▶ Document segment
___
Kernel version - remains an indirect function call:

(letrec ([test.56 (lambda ()
                    ((#3%$top-level-value '#%map.rkt-rumble.sls-#%map-0)
                      #2%add1
                      '(1 2 3 4 5)))])

Key Differences

Aspect Optimized Kernel
Inlining Completely inlined into a direct loop Indirect call through $top-level-value
list? check Constant-folded away (literal list is known to be a list) Check happens at runtime inside callee
Function call overhead None - direct recursive loop Runtime symbol lookup + function call
Loop structure Explicit letrec loop in generated code Hidden inside #%map primitive

Why Inlining Happens

The optimized map in racket/private/map.rkt uses begin-encourage-inline and has an explicit loop structure that the Chez Scheme cp0 optimizer can inline. The key code pattern:

(if (or-unsafe (and (procedure? f)
                    (procedure-arity-includes? f 1)
                    (list? l)))
    (let loop ([l l])
      (cond
        [(null? l) null]
        [else
         (let ([r (cdr l)])
           (cons (f (car l)) (loop r)))]))
    (gen-map f (list l)))

When cp0 sees this with a known list argument, it:

  1. Constant-folds the list? check to #t
  2. Inlines the entire let loop into the call site
  3. Eliminates the branch to gen-map

The kernel's map is a primitive defined in Chez Scheme's runtime, so it cannot be inlined across the linklet boundary.

Schemify Optimization

Based on the analysis above, an optimization was added to the schemify optimizer (racket/src/schemify/optimize.rkt) that recognizes calls to the kernel's map when the function argument is known to be a procedure, and transforms them to explicit loops:

;; Optimize (map f lst) to an explicit loop when f is known to be a procedure.
___
▶ Task brief
For each statement, say whether it agrees with the passage on Racket's map optimization, answering yes or no and quoting the deciding words. 1. The kernel's map can be inlined across the linklet boundary. 2. The optimized map in racket/private/map.rkt uses begin-encourage-inline. 3. In the kernel version, the list? check is constant-folded away. The entries after this play no part in the passage on Racket's map optimization.

▶ Records provided
___
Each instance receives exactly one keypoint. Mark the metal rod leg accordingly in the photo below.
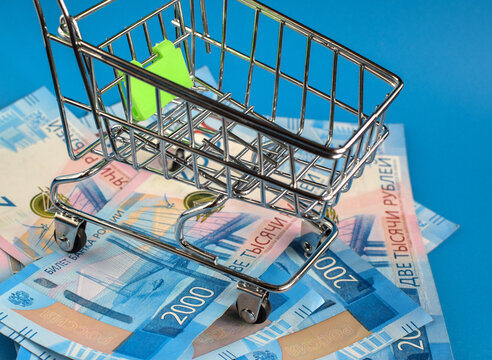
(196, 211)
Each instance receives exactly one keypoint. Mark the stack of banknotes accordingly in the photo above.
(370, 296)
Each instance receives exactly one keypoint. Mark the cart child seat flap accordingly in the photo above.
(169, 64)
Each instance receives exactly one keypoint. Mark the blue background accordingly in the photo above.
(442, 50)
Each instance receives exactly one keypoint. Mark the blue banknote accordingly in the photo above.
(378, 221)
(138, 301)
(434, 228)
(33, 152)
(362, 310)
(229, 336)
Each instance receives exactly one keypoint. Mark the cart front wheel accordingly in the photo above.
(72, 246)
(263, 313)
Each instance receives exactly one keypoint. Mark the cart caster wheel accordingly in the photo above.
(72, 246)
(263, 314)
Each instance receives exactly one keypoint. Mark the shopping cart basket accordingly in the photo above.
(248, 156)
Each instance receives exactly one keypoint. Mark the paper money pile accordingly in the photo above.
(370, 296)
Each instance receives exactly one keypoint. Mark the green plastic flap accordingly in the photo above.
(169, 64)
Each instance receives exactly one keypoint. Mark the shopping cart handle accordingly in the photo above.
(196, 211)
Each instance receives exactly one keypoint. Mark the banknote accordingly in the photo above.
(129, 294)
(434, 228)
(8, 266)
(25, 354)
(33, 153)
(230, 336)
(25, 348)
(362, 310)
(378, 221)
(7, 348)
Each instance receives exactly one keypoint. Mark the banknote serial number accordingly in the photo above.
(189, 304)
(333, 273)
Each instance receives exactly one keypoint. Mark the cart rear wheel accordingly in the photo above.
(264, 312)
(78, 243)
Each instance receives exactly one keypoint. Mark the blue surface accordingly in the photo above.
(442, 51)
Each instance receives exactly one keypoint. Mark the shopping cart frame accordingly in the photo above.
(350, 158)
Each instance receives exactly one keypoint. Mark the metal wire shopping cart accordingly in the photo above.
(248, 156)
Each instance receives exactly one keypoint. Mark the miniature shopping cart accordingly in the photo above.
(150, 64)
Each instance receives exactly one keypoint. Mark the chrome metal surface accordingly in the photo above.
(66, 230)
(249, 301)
___
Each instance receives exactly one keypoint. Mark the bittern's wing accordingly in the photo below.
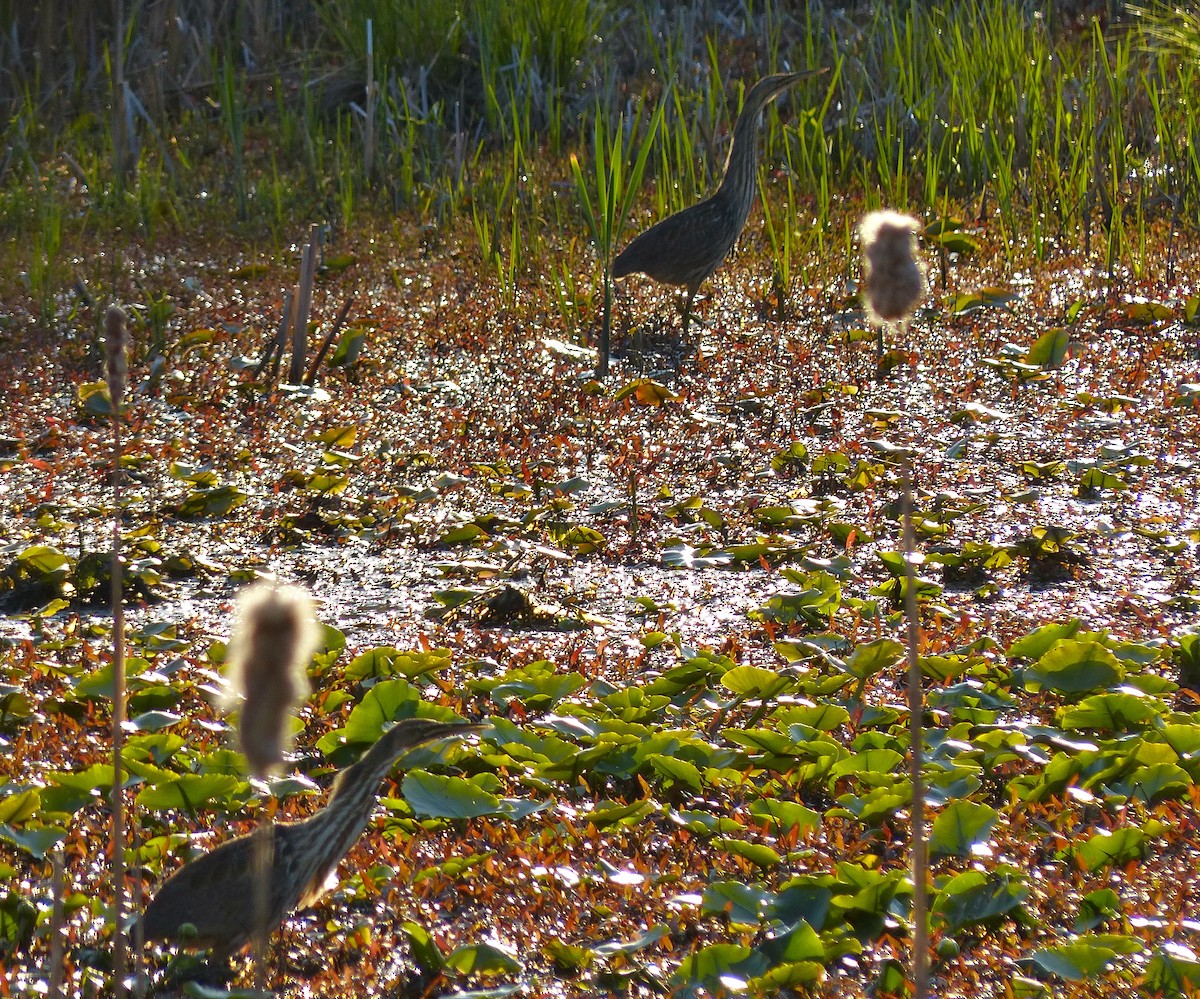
___
▶ Answer for the task
1. No: "so it cannot be inlined across the linklet boundary."
2. Yes: "The optimized map in racket/private/map.rkt uses begin-encourage-inline"
3. No: "Check happens at runtime inside callee"